= STATED EXERCISE =
List every line below that contains the word "person", treating uppercase and lowercase letters as different.

··· GIVEN RECORDS ···

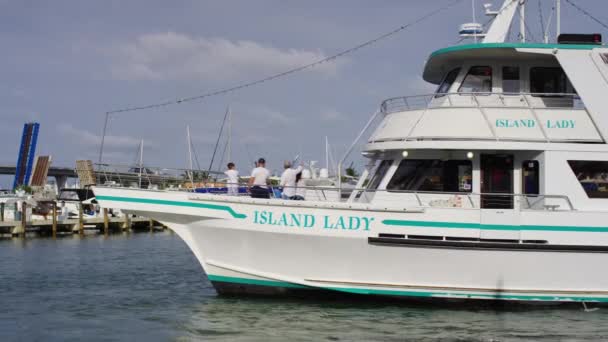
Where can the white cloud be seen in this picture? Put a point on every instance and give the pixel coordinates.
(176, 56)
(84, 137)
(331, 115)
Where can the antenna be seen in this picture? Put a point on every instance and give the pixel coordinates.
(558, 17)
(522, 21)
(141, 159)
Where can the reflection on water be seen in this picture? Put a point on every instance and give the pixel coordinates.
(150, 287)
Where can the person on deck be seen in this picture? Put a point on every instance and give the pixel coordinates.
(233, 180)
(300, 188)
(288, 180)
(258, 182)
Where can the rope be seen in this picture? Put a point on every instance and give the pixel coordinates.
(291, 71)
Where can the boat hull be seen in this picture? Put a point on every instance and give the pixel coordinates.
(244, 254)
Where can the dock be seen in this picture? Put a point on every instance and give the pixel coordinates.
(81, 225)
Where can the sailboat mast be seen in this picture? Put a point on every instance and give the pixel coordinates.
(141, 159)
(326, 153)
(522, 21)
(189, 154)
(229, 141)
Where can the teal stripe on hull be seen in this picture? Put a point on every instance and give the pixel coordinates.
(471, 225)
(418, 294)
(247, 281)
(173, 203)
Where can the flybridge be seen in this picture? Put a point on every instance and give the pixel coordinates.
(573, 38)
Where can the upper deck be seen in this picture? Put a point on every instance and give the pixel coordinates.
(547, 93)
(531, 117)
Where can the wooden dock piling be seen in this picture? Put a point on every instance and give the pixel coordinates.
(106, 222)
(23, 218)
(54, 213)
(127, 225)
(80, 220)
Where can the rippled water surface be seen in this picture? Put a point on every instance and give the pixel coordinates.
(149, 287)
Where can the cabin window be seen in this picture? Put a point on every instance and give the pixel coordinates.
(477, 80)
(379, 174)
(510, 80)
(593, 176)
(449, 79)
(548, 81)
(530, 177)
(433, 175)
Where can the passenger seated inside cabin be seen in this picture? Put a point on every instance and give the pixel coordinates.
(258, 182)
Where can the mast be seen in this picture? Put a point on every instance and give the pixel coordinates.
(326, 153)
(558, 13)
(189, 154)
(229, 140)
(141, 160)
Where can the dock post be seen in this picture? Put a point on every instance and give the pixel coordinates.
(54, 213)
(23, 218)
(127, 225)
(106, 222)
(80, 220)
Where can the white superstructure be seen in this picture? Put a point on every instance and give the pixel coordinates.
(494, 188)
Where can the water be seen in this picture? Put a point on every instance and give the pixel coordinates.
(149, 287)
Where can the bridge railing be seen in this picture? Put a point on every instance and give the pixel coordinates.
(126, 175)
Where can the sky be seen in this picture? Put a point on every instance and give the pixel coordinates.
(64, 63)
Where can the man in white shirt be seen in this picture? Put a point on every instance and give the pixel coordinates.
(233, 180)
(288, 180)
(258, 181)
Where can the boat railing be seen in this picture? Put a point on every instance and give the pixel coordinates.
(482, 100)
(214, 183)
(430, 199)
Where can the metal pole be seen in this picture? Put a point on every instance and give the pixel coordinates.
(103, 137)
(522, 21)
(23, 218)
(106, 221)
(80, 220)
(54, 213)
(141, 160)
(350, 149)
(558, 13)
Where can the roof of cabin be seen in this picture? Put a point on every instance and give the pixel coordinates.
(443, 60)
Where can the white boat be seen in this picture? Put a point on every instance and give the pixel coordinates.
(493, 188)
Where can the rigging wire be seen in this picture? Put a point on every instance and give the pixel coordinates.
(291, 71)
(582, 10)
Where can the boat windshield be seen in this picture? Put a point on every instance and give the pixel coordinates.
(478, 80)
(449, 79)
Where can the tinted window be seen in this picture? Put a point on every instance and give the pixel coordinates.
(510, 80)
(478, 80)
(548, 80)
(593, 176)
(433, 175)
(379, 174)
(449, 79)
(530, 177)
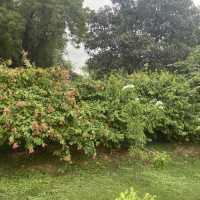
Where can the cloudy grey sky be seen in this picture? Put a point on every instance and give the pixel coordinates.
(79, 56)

···
··· GIVEN RECORDS ···

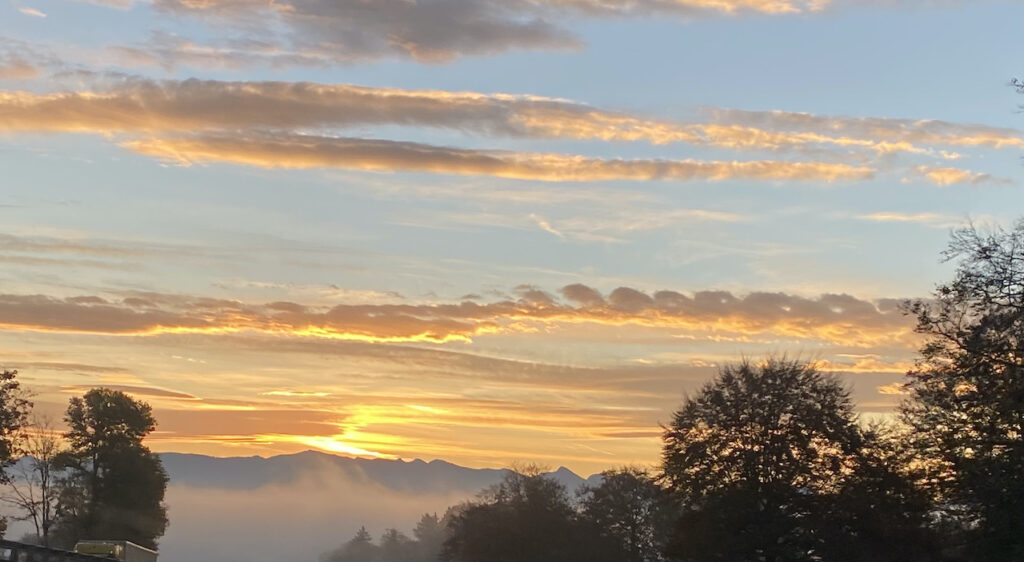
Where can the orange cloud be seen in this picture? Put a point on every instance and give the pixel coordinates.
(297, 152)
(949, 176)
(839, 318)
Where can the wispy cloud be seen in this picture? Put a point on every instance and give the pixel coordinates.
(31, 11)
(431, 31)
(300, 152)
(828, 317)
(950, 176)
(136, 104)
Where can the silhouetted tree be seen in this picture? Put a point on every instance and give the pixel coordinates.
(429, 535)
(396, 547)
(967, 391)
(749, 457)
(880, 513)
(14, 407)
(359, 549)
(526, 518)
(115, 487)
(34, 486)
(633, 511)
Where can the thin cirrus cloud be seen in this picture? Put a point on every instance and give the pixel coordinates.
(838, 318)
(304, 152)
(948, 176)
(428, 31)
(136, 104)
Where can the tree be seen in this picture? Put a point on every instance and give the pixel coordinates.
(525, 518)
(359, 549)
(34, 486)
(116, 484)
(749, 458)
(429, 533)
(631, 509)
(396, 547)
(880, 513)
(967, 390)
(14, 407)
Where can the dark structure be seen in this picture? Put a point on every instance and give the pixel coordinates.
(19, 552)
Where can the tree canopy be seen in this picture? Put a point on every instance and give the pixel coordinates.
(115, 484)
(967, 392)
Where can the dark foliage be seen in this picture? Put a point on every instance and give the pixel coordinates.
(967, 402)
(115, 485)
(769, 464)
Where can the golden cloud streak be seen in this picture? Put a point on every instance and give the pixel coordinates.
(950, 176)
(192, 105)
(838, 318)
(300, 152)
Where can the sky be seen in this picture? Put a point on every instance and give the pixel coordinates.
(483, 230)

···
··· GIVEN RECORDS ···

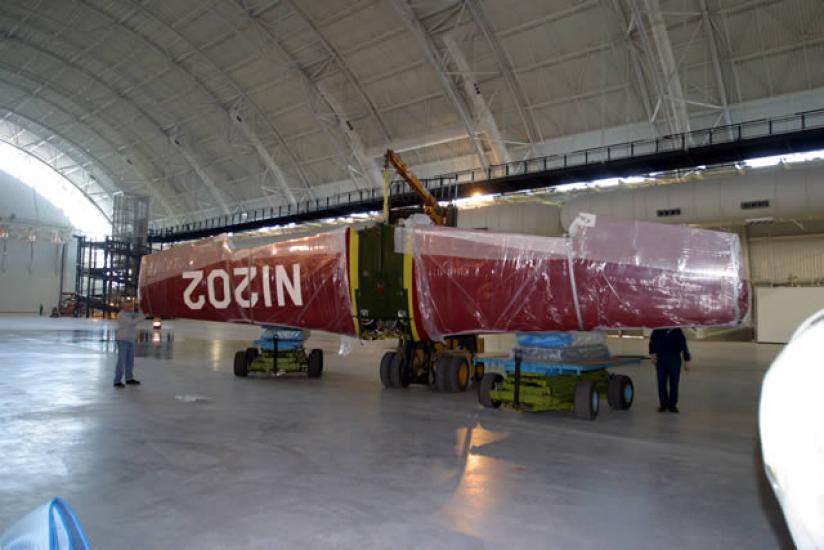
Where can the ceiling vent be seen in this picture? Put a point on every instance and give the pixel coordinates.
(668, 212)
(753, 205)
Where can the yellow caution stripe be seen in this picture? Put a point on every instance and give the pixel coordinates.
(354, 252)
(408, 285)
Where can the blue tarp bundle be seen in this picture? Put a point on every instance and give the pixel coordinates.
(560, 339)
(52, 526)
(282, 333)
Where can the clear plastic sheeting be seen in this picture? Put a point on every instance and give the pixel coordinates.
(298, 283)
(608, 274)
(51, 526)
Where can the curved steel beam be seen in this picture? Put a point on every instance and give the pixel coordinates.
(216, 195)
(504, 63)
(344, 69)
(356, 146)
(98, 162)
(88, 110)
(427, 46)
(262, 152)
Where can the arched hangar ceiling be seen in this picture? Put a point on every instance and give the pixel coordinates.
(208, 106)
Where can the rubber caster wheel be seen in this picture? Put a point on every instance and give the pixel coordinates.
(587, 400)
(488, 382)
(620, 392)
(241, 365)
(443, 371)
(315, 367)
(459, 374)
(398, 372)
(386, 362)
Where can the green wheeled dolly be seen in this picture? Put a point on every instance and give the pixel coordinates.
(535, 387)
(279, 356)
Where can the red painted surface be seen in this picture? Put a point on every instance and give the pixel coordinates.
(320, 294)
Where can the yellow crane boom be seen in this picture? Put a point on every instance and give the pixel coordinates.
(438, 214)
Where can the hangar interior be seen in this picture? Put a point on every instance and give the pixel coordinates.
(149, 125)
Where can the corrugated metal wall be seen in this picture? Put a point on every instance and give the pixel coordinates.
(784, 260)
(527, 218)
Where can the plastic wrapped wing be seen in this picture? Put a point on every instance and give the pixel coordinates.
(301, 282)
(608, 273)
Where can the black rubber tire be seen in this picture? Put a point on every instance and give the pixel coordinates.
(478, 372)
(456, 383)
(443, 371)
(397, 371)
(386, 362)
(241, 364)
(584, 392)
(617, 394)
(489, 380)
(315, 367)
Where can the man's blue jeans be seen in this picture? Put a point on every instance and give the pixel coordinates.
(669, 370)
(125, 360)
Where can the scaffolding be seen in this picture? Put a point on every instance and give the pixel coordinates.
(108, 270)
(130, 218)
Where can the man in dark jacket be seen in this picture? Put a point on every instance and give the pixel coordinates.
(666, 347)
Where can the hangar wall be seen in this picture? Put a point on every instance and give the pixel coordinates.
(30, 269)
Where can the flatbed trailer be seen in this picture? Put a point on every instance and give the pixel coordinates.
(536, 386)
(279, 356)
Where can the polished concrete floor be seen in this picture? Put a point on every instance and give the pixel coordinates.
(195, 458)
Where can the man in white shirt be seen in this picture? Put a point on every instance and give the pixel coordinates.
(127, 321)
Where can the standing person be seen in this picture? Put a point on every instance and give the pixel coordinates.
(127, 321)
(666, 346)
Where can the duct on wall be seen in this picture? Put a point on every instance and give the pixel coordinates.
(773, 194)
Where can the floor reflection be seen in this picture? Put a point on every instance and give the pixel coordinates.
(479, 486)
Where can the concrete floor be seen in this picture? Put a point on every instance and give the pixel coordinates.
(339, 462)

···

= SOLUTION TO THE PROBLEM =
Where can the person on deck be seen in this picture? Put a point on every instance and give the pixel coordinates.
Where can the standing person be seen in this picture? Put a point on every instance and give the pixel coordinates.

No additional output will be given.